Coordinate annotation entries

******

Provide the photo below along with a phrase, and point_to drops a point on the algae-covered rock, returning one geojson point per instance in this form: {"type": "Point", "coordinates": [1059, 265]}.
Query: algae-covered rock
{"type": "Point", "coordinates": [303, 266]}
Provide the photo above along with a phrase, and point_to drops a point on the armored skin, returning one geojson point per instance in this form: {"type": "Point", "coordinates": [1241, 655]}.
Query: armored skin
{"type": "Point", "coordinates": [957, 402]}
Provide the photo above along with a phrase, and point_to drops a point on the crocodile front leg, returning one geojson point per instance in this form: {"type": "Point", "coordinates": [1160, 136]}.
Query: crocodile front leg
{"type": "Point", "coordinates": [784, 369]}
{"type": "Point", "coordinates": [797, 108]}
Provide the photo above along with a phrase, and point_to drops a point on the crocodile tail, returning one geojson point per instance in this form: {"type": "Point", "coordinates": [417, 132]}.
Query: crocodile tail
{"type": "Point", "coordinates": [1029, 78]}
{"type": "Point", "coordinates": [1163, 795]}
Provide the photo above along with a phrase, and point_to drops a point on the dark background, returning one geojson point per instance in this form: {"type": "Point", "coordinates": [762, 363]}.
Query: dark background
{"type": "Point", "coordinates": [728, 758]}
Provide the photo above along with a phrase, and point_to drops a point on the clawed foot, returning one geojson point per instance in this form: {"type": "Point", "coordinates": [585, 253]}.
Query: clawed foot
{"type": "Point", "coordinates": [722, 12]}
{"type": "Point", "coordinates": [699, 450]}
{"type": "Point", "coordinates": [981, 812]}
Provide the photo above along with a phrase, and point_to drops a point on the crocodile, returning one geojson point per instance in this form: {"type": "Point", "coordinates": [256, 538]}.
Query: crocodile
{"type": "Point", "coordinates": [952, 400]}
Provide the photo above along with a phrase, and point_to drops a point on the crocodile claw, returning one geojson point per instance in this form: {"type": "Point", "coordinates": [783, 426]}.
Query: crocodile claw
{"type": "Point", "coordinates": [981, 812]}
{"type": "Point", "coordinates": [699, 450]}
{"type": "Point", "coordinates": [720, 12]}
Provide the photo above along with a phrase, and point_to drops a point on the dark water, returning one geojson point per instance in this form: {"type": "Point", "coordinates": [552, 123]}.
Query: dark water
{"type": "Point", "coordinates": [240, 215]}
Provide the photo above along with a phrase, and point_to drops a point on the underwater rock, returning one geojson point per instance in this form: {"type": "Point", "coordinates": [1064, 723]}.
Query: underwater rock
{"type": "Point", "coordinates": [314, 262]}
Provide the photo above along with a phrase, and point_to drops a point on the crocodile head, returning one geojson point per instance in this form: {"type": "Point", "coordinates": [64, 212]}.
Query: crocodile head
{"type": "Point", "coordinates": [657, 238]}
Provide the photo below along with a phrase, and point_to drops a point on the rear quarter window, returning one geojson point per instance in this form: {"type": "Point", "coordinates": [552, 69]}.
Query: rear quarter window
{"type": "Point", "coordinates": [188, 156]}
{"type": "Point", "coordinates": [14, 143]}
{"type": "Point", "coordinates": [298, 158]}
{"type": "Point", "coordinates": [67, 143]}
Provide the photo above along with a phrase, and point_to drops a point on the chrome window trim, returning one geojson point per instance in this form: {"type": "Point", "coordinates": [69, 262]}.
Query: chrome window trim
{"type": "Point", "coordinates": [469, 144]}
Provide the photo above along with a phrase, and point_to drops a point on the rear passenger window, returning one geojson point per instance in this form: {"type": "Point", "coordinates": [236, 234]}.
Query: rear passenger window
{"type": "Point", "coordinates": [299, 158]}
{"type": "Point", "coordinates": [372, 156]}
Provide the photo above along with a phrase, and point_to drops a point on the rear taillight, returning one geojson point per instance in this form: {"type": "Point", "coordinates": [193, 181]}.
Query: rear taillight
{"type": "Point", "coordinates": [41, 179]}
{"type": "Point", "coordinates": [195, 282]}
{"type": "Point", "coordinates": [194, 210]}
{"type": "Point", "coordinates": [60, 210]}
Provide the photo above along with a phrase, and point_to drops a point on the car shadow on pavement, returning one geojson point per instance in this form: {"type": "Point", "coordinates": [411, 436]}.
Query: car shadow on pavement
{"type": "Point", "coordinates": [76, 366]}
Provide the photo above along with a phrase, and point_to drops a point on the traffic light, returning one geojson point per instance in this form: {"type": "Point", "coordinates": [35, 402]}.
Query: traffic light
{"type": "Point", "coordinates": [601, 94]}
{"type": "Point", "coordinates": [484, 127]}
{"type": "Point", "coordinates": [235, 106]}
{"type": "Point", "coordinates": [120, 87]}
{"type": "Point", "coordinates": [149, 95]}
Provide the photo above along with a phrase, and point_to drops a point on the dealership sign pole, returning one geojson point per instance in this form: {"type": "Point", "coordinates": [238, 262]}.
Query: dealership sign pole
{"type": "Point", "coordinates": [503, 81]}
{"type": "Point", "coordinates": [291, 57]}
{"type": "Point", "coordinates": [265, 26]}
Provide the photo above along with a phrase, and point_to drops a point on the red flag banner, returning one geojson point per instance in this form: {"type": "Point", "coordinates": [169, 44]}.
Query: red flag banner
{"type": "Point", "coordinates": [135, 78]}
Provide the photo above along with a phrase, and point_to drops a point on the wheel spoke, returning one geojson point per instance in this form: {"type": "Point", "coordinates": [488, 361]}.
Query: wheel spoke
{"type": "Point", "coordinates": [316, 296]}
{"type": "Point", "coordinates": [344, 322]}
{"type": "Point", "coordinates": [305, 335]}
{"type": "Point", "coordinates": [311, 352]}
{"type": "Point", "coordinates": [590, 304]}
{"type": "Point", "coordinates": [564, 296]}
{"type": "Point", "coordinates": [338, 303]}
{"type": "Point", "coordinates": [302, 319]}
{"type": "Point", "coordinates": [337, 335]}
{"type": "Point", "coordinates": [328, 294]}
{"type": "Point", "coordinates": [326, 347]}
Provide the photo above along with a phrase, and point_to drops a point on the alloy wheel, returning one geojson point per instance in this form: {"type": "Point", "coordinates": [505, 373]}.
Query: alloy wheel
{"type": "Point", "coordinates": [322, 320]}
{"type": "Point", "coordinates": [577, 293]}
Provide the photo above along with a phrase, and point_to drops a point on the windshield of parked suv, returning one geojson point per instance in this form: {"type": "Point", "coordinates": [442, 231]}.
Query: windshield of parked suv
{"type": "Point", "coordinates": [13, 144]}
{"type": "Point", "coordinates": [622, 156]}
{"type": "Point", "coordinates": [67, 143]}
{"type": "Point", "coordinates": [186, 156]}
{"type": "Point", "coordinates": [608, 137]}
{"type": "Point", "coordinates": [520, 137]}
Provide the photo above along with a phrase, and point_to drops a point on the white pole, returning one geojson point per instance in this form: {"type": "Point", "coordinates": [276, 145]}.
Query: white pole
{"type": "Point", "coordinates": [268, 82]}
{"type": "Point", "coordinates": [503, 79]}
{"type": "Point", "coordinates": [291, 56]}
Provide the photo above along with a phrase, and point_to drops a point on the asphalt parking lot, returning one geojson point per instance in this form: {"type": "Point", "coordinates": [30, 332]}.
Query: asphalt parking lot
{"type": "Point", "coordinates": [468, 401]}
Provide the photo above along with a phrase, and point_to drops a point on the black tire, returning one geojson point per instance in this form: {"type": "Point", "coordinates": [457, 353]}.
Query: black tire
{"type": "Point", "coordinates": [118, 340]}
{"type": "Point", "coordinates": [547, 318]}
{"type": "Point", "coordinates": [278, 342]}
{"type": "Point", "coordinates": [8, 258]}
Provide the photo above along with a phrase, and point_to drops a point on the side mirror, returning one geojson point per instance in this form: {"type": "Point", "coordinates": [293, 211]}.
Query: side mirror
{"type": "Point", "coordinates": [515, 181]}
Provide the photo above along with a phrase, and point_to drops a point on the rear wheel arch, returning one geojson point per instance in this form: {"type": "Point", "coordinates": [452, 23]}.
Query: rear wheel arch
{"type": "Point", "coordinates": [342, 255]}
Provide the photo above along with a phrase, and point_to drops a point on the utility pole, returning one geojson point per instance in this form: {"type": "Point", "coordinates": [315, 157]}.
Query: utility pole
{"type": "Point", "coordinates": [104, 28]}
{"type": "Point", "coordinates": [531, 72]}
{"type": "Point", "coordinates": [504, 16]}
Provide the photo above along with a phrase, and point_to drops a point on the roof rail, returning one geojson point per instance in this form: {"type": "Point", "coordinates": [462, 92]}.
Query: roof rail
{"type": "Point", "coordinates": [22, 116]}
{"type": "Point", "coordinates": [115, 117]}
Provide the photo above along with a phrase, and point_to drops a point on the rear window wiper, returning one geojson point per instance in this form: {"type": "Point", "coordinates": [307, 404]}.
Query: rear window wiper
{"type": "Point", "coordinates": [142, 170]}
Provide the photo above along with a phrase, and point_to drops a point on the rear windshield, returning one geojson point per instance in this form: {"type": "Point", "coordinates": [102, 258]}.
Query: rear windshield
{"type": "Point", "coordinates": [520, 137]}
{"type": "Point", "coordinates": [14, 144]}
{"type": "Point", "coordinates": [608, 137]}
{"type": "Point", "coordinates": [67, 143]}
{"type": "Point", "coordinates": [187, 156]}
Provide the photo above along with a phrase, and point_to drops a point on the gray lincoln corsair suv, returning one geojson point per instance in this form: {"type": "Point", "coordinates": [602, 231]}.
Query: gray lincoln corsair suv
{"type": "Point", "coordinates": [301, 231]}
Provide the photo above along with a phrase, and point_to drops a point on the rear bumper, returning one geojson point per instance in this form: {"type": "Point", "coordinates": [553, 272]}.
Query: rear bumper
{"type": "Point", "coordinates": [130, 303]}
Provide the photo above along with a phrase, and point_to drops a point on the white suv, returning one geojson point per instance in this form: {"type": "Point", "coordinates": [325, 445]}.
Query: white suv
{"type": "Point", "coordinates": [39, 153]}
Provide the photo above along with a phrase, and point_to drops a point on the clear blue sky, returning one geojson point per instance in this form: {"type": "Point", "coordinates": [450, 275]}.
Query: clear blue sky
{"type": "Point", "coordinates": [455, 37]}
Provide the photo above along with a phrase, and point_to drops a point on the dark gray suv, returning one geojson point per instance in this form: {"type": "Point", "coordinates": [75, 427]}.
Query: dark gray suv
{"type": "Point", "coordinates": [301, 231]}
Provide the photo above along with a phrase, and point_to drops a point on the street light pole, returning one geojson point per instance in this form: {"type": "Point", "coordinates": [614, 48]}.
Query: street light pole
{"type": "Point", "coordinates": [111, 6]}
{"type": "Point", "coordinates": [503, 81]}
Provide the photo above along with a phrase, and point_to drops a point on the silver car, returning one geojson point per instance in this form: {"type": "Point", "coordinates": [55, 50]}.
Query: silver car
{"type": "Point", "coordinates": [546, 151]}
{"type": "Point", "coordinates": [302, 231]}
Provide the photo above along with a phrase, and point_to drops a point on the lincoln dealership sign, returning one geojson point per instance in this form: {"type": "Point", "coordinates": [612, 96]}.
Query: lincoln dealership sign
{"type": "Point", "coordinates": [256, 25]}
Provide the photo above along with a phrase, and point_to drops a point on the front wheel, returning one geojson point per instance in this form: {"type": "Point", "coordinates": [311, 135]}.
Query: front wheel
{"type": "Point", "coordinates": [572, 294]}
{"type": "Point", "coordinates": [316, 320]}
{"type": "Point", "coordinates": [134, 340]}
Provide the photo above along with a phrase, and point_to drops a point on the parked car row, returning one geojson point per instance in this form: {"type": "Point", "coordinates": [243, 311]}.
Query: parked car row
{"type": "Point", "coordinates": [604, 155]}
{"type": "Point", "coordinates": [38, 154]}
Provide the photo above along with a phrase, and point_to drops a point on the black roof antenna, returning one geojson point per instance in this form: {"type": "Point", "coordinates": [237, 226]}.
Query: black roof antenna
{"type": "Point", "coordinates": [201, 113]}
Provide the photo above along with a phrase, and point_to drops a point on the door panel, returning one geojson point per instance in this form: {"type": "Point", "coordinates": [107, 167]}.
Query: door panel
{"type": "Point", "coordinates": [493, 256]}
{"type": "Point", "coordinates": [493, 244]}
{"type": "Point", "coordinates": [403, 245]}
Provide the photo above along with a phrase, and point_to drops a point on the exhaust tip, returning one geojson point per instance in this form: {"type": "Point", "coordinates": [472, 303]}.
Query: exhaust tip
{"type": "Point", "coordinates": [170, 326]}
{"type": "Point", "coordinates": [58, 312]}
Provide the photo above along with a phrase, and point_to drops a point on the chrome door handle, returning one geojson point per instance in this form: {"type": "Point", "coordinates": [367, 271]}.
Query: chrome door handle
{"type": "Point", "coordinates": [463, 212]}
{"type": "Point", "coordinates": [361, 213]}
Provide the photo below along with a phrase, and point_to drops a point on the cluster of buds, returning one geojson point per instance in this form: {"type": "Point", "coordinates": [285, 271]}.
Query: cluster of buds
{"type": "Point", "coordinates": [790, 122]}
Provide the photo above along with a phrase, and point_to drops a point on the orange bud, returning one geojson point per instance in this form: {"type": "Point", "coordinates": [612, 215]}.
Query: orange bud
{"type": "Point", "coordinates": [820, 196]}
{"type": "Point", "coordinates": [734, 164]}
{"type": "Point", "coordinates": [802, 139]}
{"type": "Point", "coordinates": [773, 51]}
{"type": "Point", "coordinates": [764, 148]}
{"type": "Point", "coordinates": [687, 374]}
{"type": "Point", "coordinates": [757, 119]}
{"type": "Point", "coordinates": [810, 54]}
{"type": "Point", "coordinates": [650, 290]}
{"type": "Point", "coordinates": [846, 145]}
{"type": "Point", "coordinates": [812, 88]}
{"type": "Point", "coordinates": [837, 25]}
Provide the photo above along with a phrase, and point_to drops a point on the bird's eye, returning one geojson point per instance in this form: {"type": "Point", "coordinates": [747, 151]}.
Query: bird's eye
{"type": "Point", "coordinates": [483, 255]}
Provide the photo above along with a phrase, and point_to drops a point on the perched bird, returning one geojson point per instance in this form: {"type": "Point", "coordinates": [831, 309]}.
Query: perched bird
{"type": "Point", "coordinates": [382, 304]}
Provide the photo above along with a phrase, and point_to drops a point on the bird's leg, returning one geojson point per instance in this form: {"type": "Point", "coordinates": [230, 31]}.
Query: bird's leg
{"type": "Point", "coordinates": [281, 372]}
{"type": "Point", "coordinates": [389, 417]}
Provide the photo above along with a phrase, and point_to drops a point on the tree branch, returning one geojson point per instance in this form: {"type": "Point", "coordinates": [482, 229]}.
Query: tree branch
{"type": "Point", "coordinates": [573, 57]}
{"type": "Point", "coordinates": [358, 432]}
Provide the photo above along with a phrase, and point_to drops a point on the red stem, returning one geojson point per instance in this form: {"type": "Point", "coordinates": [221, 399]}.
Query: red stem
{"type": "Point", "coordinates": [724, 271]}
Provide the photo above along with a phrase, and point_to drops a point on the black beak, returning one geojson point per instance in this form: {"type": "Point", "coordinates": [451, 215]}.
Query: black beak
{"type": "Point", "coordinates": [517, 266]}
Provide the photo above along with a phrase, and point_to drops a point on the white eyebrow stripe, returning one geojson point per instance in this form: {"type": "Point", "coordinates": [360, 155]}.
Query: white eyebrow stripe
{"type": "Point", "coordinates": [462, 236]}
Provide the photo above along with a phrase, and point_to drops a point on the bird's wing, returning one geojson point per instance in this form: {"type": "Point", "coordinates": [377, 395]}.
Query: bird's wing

******

What is required => From the "on the perched" line to the close of the listing, restate each line word for word.

Exercise solution =>
Provide the photo above along with a phrase, and point_to drops a point on the perched bird, returning one geojson point per instance in this form: {"type": "Point", "coordinates": [831, 309]}.
Query: perched bird
{"type": "Point", "coordinates": [382, 304]}
Provide the photo above along with a phrase, and point_to drops a point on the bird's leg, returning one geojson point per instance in this form: {"type": "Point", "coordinates": [230, 31]}.
Query: bird's leg
{"type": "Point", "coordinates": [281, 372]}
{"type": "Point", "coordinates": [389, 417]}
Provide the photo above along with a phrase, and point_to drops a point on the tree branch, returning one geojson point per instance in this form: {"type": "Point", "coordinates": [482, 229]}.
Query: tree branch
{"type": "Point", "coordinates": [573, 57]}
{"type": "Point", "coordinates": [358, 432]}
Provide the photo above along with a phrase, and point_to drops a point on the red stem, returning one geojson point per instance in this form: {"type": "Point", "coordinates": [221, 399]}.
Query: red stem
{"type": "Point", "coordinates": [724, 271]}
Provide the photo above along with a phrase, and point_to drops a point on the black beak, returning one geojson point per instance in this form: {"type": "Point", "coordinates": [451, 215]}.
Query: black beak
{"type": "Point", "coordinates": [517, 266]}
Provide the photo above along with a phrase, and point_to drops a point on the white eyebrow stripe, returning one geojson point per instance in this form: {"type": "Point", "coordinates": [360, 155]}.
Query: white eyebrow stripe
{"type": "Point", "coordinates": [462, 236]}
Provide the photo above along with a phrase, and point_to drops a point on the bird's wing, returning one geojson point per instance in this form: {"type": "Point", "coordinates": [377, 395]}.
Query: bird's wing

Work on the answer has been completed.